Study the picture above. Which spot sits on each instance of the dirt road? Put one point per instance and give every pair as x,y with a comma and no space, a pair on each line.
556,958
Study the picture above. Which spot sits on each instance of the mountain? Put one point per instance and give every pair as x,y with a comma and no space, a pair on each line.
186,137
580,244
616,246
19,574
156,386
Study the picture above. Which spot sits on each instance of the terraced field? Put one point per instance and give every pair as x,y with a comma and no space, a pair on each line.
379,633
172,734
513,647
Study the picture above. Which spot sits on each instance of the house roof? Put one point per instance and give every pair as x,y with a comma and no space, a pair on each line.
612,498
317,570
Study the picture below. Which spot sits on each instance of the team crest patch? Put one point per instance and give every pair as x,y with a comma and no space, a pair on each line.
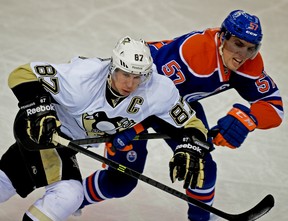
131,156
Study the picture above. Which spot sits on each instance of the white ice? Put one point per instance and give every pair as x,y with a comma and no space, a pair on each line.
55,31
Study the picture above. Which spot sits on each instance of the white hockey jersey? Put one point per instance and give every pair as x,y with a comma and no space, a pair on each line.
79,88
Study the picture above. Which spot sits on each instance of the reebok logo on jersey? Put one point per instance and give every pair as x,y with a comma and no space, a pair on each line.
39,109
190,146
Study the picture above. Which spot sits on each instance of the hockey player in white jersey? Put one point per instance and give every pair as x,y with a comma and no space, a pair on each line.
92,97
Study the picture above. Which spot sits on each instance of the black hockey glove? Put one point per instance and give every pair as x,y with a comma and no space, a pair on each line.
41,118
187,163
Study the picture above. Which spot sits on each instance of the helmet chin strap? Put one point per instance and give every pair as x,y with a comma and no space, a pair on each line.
109,85
221,49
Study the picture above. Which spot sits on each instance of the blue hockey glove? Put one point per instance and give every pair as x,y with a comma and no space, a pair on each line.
234,127
187,163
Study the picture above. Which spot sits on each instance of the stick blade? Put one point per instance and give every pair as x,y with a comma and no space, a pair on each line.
263,207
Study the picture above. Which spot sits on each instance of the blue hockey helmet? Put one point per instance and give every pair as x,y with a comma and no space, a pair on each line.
□ □ □ □
§ **What you have to do**: Revise the data above by replacing "instance" with "occurrence" wherever it appears and leaving everything else unchanged. Omit the pictures from your answer.

§ **Worked solution**:
Study the picture above. Which spot sits on each occurrence of the dirt road? Put one point per occurrence and give every pair as x,y with a comma and no space, a pair on each line.
556,958
Study the picture above. Which spot sits on each occurrence of the mountain? Put one point per occurrence and give every pair as x,y with a comma and no space, a pair on each line.
186,137
580,244
616,246
19,574
156,386
Study the picture above. Which spot sits on each occurrence of the terraced field? Put one point per occurrence and give every pair as x,y with a comma and no space, a pair on each line.
379,633
172,734
513,647
Study the picture above. Which spot sits on each occurrence of the house roof? Put one point per occurrence and give every pair as x,y with a comma and no space, a pair on each line.
612,498
317,570
Study the picture below. Which spot sits on each occurrence of the team crest patch? Put one point per occurrence and give every pair as x,y with a comma and no space, a pair on each line.
131,156
Study the picture above. Which spot sits on each occurrence of the white ice? Put one point per occurrence and give every pair as x,y with a comma and no space, a pair on each line.
55,31
Study the picture above. Which spot sits on each occurrence of the white hockey jersey? Put one point per occurrence and give every pair as x,y with a comma and no space, a pair on each line.
79,88
Study the picture above. Which spot sits on each occurrence of the reebok logo on jersey? Put one point per occurrence and give every pair as x,y with a comma and no space, a pair on each line.
39,109
190,146
Study the picture above. Which spot sits on each occurrence of the hockey player in white jersey? Put one point per occurrence and give every pair as x,y with a comma and no space, a pair on each line.
92,97
Study the picture above. Which spot sits on each occurrence of the black hockey glove? Put one point per occurrence and give every pair as x,y with a comma and no space, a pair on each line.
41,118
187,163
Study the picture above. Which spot sits on each occurrence of the helmet chin strap? Put one point per occurrence and give every pair as x,y with a comma and no space, a pair on each line.
109,85
221,49
Study the picture above. Which spot sits on each occurrence of the blue hockey glove? Put one point per occurrence and give every pair as x,y with a comma and no space, a pair on each line.
234,127
187,163
Study the picture above. Which spot sits on each occurrence of the stick blade? Put one point per occurrence and give every pair as x,y with a comma and no space, a pair on each line.
263,207
Study the picture above. Which spot sits on each occurrence of the blue hockey helmet? Put one point per occurrence and give every pair as x,y with a comma and no space, a pair on each line.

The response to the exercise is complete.